__Kutipan terpilih__
>>>>

Headlines
Loading...
MBG dan Gagalnya Negara Melindungi Generasi

MBG dan Gagalnya Negara Melindungi Generasi

Oleh. Fata Vidari, S.Pd.
(Guru dan Aktivis Peduli Generasi Banyuwangi)

SSCQMedia.Com—Program Makan Bergizi Gratis (MBG) yang digadang-gadang sebagai salah satu janji kampanye presiden terpilih, kini tengah menjadi sorotan publik. Padahal, sejak awal program ini diharapkan menjadi solusi untuk meningkatkan kualitas gizi anak sekolah dan menekan angka stunting, namun justru menimbulkan kasus keracunan massal di berbagai daerah. Berdasarkan pemberitaan, para siswa mengalami gejala mual, muntah, hingga harus dilarikan ke rumah sakit usai mengonsumsi makanan yang dibagikan melalui program MBG ini.

Dilansir dari regional.kompas.com, 5/09/2025, sebanyak 4000 siswa dilaporkan menjadi korban keracunan Makan Bergizi Gratis (MBG) dalam delapan bulan terakhir, menurut data dari Institute for Development of Economics and Finance (Indef). 

Sungguh ironis ketika kita berharap program yang seharusnya menjadi bentuk perhatian pemerintah terhadap masa depan generasi penerus, malah menimbulkan ancaman baru terhadap kesehatan mereka. Fakta ini tidak hanya menyayat hati publik, tetapi juga menggambarkan adanya ketidakseriusan negara dalam merancang dan menjalankan program yang menyangkut hajat hidup orang banyak.

Tidak Menyentuh Akar Persoalan

Sejak awal, program MBG telah dikritik oleh berbagai kalangan karena dinilai hanya sebagai pencitraan politik dan tidak berakar pada solusi tuntas atas persoalan gizi buruk dan stunting di Indonesia.

 Beberapa pengamat kebijakan memandang bahwa program ini hanyalah tambal sulam yang dibalut narasi populis, namun minim perencanaan dan pengawasan. Pengamat Kebijakan Sosial, Sirojudin Abbas, berpendapat bahwa langkah Presiden Prabowo yang memilih membagikan makanan bergizi langsung ketimbang menciptakan industri dan lapangan kerja supaya rakyat punya income dirasa kurang tepat. Beliau melanjutkan, kalau mau memberikan anak-anak makanan bergizi, maka seharusnya berikan orang tuanya pekerjaan, membangun industri, dan memberantas korupsi. Karena itu lebih cocok dijadikan kebijakan yang lebih menyentuh skala makro (kedaipena.com, 18/02/2025).

Persoalan gizi buruk dan stunting di Indonesia bukan semata akibat kurangnya asupan makanan, tetapi lebih luas lagi adalah buah dari sistem yang gagal menjamin kesejahteraan masyarakat secara menyeluruh. Tingginya angka kemiskinan, rendahnya edukasi gizi, mahalnya harga pangan bergizi, serta buruknya sanitasi adalah faktor-faktor struktural yang tak disentuh oleh program MBG.

<<<<

__Tentang latihan ini__
Lanjutkan tulisan tentang program Makan Bergizi Gratis (MBG) di atas, mulai dari sesudah kalimat terakhirnya.

__Data yang dikaji__
>>>>

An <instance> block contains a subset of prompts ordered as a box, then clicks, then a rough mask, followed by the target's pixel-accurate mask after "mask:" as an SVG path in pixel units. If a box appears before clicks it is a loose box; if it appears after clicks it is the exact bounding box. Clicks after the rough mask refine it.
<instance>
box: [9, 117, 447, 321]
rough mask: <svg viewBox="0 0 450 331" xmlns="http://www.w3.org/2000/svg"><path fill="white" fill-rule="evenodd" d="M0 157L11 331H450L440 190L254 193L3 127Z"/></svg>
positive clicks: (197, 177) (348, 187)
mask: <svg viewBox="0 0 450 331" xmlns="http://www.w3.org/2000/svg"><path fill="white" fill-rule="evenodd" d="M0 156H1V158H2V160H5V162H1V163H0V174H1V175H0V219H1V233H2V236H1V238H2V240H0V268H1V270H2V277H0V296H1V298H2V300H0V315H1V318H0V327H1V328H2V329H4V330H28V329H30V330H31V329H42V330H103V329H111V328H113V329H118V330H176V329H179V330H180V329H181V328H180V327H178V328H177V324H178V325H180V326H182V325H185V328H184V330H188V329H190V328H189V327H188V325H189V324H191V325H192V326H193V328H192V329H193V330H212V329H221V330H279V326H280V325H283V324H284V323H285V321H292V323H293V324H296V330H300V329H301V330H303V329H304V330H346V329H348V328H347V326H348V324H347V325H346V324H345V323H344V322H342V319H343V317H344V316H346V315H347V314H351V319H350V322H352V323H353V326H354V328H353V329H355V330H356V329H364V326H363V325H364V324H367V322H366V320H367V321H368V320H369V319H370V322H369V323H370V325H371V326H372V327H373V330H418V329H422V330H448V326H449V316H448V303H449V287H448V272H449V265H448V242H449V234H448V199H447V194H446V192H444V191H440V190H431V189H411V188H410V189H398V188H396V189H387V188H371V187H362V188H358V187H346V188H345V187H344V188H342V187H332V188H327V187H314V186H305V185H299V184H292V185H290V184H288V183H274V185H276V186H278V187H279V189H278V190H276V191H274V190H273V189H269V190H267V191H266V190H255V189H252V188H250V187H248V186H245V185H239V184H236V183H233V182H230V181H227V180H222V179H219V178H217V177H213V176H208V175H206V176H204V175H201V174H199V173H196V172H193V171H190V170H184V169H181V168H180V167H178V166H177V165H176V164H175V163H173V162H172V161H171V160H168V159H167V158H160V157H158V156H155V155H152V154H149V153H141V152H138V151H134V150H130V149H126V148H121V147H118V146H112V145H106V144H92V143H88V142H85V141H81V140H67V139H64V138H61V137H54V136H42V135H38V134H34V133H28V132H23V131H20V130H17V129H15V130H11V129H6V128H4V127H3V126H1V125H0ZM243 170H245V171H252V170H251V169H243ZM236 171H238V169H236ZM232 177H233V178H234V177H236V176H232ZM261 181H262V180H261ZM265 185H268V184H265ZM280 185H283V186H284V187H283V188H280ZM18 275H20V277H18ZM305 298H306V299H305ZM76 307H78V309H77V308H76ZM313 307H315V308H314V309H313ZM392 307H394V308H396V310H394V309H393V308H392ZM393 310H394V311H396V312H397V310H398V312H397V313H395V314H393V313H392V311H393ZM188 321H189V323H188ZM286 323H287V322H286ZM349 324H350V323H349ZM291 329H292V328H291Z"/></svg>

<<<<
>>>>

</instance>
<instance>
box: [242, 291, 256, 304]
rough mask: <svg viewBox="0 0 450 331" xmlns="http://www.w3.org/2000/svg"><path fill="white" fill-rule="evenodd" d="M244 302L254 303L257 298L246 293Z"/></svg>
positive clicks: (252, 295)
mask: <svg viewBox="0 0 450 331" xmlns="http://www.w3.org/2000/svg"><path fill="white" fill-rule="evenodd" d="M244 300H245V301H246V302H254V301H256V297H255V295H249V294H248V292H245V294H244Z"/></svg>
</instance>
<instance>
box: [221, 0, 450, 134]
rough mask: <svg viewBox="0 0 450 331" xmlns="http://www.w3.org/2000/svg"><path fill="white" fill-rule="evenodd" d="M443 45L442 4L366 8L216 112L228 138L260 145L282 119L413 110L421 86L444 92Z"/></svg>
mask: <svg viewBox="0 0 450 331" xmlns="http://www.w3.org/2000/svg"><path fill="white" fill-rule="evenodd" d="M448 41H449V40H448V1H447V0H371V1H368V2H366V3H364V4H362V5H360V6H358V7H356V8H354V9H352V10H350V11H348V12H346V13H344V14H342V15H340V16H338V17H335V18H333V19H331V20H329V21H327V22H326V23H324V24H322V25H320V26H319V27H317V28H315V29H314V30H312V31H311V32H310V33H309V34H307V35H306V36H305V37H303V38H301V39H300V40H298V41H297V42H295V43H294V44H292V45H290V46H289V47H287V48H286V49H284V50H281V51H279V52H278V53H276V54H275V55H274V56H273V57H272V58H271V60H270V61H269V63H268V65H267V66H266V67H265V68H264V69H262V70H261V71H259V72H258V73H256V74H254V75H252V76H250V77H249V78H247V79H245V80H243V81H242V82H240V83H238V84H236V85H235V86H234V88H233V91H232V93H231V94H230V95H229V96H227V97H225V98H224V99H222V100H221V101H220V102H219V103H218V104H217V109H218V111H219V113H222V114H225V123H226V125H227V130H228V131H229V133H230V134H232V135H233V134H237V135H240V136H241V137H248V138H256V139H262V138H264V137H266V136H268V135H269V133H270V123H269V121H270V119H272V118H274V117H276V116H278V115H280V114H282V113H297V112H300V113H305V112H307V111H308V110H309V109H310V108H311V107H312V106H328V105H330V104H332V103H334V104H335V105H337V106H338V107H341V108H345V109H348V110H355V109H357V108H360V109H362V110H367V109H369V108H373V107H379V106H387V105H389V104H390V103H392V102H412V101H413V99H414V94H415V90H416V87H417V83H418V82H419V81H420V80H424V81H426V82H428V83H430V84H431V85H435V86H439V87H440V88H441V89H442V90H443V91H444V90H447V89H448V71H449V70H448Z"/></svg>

<<<<
>>>>

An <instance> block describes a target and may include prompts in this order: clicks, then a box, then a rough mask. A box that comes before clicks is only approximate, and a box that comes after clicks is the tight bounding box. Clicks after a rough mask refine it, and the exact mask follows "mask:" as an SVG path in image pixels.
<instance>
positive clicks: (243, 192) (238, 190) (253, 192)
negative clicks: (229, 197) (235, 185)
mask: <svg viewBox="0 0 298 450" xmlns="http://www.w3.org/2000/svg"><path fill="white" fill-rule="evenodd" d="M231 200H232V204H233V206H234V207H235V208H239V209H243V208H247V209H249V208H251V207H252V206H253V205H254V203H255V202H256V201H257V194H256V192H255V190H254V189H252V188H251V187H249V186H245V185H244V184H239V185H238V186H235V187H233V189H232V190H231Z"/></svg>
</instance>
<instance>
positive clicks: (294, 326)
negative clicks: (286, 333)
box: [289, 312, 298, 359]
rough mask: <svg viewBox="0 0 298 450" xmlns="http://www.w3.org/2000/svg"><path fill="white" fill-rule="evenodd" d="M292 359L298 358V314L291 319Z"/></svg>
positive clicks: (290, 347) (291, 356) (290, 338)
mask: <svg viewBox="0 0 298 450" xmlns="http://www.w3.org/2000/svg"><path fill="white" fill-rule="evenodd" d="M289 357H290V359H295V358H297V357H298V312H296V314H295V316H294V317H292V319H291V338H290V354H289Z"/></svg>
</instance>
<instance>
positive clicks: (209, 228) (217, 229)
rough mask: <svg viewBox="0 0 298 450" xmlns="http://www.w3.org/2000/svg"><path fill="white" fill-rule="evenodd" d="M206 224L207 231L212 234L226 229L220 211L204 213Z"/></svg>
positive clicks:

<<<<

__Jawaban tugas__
Dengan demikian, menjadikan program MBG sebagai solusi utama untuk menyelesaikan persoalan gizi pada anak sekolah, apalagi mencegah stunting, adalah bentuk ketidaktepatan mengidentifikasi masalah serta tidak menyentuh akar persoalan. Ini adalah pendekatan pragmatis yang justru berpotensi memperburuk keadaan jika tidak dilakukan dengan perencanaan secara menyeluruh dan sistemik.

Dan saat ini terbukti dengan minimnya perencanaan dan pengawasan tersebut, program MBG mulai terlihat menimbulkan permasalahan baru. Makanan yang seharusnya menjadi sumber energi dan nutrisi justru menyebabkan keracunan, itu menunjukkan lemahnya sistem pengaturan yang dibuatnya. Di antaranya aspek distribusi, kontrol kualitas, hingga ketidaksiapan para pelaksana di lapangan, belum lagi upaya-upaya untuk mendapatkan keuntungan pribadi di tengah pelaksanaan program pemerintah.

Kegagalan ini menjadi sinyal bahwa negara telah lalai dalam menjamin hak kesehatan rakyat, khususnya anak-anak. Padahal, perlindungan terhadap generasi muda bukan sekadar soal teknis penyediaan makanan, tetapi menyangkut visi dan tanggung jawab negara dalam membangun manusia yang sehat dan cerdas.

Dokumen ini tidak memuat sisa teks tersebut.